— START —
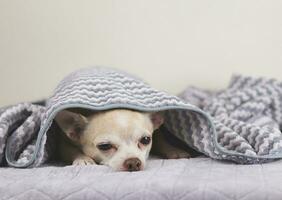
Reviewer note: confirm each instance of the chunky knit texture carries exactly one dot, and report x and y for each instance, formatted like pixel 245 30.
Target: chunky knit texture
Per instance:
pixel 239 124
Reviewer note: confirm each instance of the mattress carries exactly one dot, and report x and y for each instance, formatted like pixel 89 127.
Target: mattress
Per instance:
pixel 196 178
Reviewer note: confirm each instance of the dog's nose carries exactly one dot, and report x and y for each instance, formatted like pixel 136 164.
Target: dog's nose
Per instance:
pixel 132 164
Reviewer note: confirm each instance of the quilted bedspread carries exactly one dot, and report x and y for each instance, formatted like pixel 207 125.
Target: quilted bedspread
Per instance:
pixel 197 178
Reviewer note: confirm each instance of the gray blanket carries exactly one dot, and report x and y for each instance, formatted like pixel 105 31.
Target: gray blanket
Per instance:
pixel 240 123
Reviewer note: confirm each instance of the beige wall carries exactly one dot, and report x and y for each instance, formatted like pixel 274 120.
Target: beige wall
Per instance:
pixel 170 43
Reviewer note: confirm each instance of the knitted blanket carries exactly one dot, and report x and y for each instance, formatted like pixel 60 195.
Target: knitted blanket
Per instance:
pixel 240 123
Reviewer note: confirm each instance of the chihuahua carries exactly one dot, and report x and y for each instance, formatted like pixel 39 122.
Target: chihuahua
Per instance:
pixel 119 138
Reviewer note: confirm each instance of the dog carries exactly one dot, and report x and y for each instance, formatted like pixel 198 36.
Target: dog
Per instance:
pixel 119 138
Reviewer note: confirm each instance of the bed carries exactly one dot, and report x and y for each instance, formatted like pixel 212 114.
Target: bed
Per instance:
pixel 196 178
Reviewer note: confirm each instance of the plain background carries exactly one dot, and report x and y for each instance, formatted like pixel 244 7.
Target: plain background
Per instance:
pixel 169 43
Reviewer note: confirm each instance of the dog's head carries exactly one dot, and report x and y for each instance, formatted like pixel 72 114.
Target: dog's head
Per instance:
pixel 119 138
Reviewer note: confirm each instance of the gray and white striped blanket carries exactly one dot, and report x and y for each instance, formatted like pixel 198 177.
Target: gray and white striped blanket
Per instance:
pixel 240 124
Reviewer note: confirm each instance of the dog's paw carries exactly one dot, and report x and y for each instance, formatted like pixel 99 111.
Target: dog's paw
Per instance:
pixel 83 160
pixel 175 153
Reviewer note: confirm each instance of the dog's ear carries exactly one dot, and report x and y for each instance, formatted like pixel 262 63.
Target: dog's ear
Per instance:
pixel 72 124
pixel 157 119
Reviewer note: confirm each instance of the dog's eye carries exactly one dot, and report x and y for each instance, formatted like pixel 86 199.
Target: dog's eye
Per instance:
pixel 104 146
pixel 145 140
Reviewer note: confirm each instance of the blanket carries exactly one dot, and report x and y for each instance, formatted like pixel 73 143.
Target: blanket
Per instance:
pixel 240 124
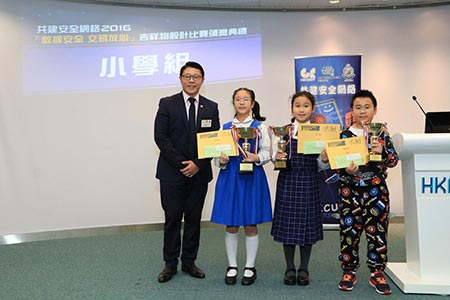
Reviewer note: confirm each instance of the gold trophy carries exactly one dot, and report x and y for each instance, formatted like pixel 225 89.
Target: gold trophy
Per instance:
pixel 373 132
pixel 281 132
pixel 246 133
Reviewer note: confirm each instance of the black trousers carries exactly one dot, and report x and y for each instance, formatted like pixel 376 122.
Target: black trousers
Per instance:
pixel 182 200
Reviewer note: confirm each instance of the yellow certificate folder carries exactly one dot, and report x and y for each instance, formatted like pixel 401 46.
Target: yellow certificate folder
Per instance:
pixel 342 152
pixel 210 144
pixel 312 137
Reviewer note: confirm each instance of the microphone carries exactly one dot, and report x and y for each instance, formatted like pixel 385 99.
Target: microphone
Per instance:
pixel 425 114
— END —
▶ **GIVEN TASK**
Can you put all of the entries above into a two-column CSV with the headers input and output, one row per entry? Each row should hold the entry's text and its answer, each in a single quoted field with line breaks replaced by spaces, and the pictures should be left out.

▶ **REPLY**
input,output
"Reviewer note: confirm each instance of the chunky knit texture carries exactly one dot, and report x and y for each instance, formatted like pixel 245 30. Target: chunky knit texture Per instance:","pixel 239 124"
"Reviewer note: confirm each instance of the mattress carries exactly one dot, and report x and y for each instance, formatted like pixel 89 127. Target: mattress Per instance:","pixel 196 178"
"Reviewer note: confirm each instance of the dog's nose carries exactly one dot, and report x and y for each instance, formatted like pixel 136 164. Target: dog's nose Per instance:","pixel 132 164"
"Reviewer note: confirm each instance of the quilted bedspread carries exactly one dot, and report x and y for each instance, formatted like pixel 207 125. Target: quilted bedspread Per instance:","pixel 197 178"
"Reviewer note: confirm each instance of the gray blanket carries exactly one dot, and report x and y for each instance, formatted like pixel 105 31. Target: gray blanket Per instance:","pixel 240 123"
"Reviewer note: confirm each instance of the beige wall carries exactly one dot, and report x and y for each instance, formatted like pixel 274 120. Target: beige wall Per instance:","pixel 170 43"
"Reviewer note: confirm each instance of the knitted blanket carries exactly one dot, and report x and y for each instance, formatted like pixel 60 195. Target: knitted blanket Per instance:","pixel 240 123"
"Reviewer note: confirm each instance of the chihuahua carries exactly one dot, and report x and y for each instance, formatted like pixel 39 122. Target: chihuahua Per instance:","pixel 119 138"
"Reviewer note: confirm each instance of the dog carries exactly one dot, and report x and y for each instance, formatted like pixel 198 36. Target: dog Per instance:","pixel 119 138"
"Reviewer note: confirm each instance of the bed carries exactly one dot, and report x and y for each instance, formatted like pixel 212 114. Target: bed Per instance:","pixel 196 178"
"Reviewer note: confirm each instance of the plain background carries exactly one dot, and report x and y for each instance, formatted like pixel 244 7. Target: plain background Per instance:","pixel 169 43"
"Reviewer note: confirm each instance of the dog's head carries exactly one dot, and report x and y for each instance, formatted like pixel 72 114. Target: dog's head Per instance:","pixel 119 138"
"Reviewer note: confirm each instance of the gray and white striped blanket carries exactly one dot, and report x and y for each instance, formatted like pixel 198 177. Target: gray and white striped blanket Per instance:","pixel 240 124"
"Reviewer note: confirm each instance of the dog's paw carries exactly one dot, and report x and y for each instance, formatted like pixel 99 111. Target: dog's paw Per instance:","pixel 83 160 pixel 175 153"
"Reviewer note: confirm each instance of the dog's ear carries exactly one dot, and report x and y for each instance, formatted like pixel 262 63. Target: dog's ear Per instance:","pixel 72 124 pixel 157 119"
"Reviewer note: confirm each instance of the dog's eye carries exactly one dot, and report x and y for each instance, formatted like pixel 86 199. Target: dog's eye Per instance:","pixel 104 146 pixel 145 140"
"Reviewer note: confirm each instance of the blanket carries exactly one dot, and report x and y for each instance, formatted like pixel 73 143. Target: blanket Per instance:","pixel 240 124"
"Reviewer note: confirm each instance of the gold trophy carries exactly one dot, and report x and y for each instance, formatted like pixel 225 89. Target: gold trophy Per instance:","pixel 373 132 pixel 281 132 pixel 246 133"
"Reviewer note: confirm each instance of the black trousers carries exactly one dot, and report x and y for each instance, formatted like pixel 376 122. Target: black trousers Per instance:","pixel 182 200"
"Reviewer note: confirm each instance of the yellow certificate folder carries exactly one dot, and report x and y for each instance, formatted like pixel 401 46. Target: yellow certificate folder Per instance:","pixel 342 152 pixel 210 144 pixel 312 137"
"Reviewer note: confirm each instance of the microphone carries exactly one dot, and report x and y for each instance, formatted like pixel 385 99. Target: microphone Per instance:","pixel 425 114"